_About this task:_
Transcription of the full listing is required, character for character.

_Data extract:_
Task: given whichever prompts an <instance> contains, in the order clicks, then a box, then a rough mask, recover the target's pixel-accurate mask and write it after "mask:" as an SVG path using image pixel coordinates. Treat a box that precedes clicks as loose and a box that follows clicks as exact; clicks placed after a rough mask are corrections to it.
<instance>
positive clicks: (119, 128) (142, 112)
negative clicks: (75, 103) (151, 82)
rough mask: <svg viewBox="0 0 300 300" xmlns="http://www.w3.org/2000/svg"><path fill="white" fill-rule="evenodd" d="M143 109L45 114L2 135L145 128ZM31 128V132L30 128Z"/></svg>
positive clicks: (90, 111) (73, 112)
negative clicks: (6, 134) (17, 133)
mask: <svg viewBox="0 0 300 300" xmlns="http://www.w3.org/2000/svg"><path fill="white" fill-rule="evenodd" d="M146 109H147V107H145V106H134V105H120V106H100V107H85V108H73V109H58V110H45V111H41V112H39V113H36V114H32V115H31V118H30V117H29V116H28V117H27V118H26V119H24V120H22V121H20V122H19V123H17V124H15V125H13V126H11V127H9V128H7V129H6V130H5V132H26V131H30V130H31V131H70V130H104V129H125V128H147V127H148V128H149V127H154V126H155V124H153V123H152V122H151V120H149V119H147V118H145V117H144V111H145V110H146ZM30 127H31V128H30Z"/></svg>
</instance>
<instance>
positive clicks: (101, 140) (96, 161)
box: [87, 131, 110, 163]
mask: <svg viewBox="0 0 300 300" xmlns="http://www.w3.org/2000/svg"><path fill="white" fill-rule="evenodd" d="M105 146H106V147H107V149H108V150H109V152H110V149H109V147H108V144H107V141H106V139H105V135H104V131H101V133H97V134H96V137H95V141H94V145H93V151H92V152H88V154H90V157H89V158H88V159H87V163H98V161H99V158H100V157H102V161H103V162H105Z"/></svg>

_Completed exercise:_
Task: given whichever prompts an <instance> contains, in the order clicks, then a box, then a rough mask, recover the target's pixel-accurate mask and write it after "mask:" as an SVG path using image pixel coordinates. Treat a box that precedes clicks as loose and a box that follows clicks as exact; clicks placed after a rough mask are corrections to it.
<instance>
positive clicks: (119, 128) (142, 112)
negative clicks: (75, 103) (151, 82)
rough mask: <svg viewBox="0 0 300 300" xmlns="http://www.w3.org/2000/svg"><path fill="white" fill-rule="evenodd" d="M143 109L45 114L2 135L145 128ZM31 128V132L30 128Z"/></svg>
positive clicks: (90, 111) (73, 112)
negative clicks: (6, 134) (17, 133)
mask: <svg viewBox="0 0 300 300" xmlns="http://www.w3.org/2000/svg"><path fill="white" fill-rule="evenodd" d="M146 109H147V107H145V106H134V105H120V106H100V107H85V108H73V109H58V110H45V111H41V112H39V113H36V114H32V115H31V118H30V117H29V116H28V117H27V118H26V119H24V120H22V121H20V122H19V123H17V124H15V125H13V126H11V127H9V128H7V129H6V130H5V132H26V131H30V130H31V131H70V130H104V129H125V128H147V127H148V128H149V127H154V126H155V124H153V123H152V122H151V120H149V119H147V118H145V117H144V111H145V110H146ZM30 127H31V128H30Z"/></svg>
</instance>
<instance>
positive clicks: (101, 140) (96, 161)
box: [87, 131, 110, 163]
mask: <svg viewBox="0 0 300 300" xmlns="http://www.w3.org/2000/svg"><path fill="white" fill-rule="evenodd" d="M105 146H106V147H107V149H108V150H109V152H110V149H109V147H108V144H107V141H106V139H105V135H104V131H101V133H97V134H96V137H95V141H94V145H93V151H92V152H88V154H90V157H89V158H88V159H87V163H98V161H99V158H100V157H102V161H103V162H105Z"/></svg>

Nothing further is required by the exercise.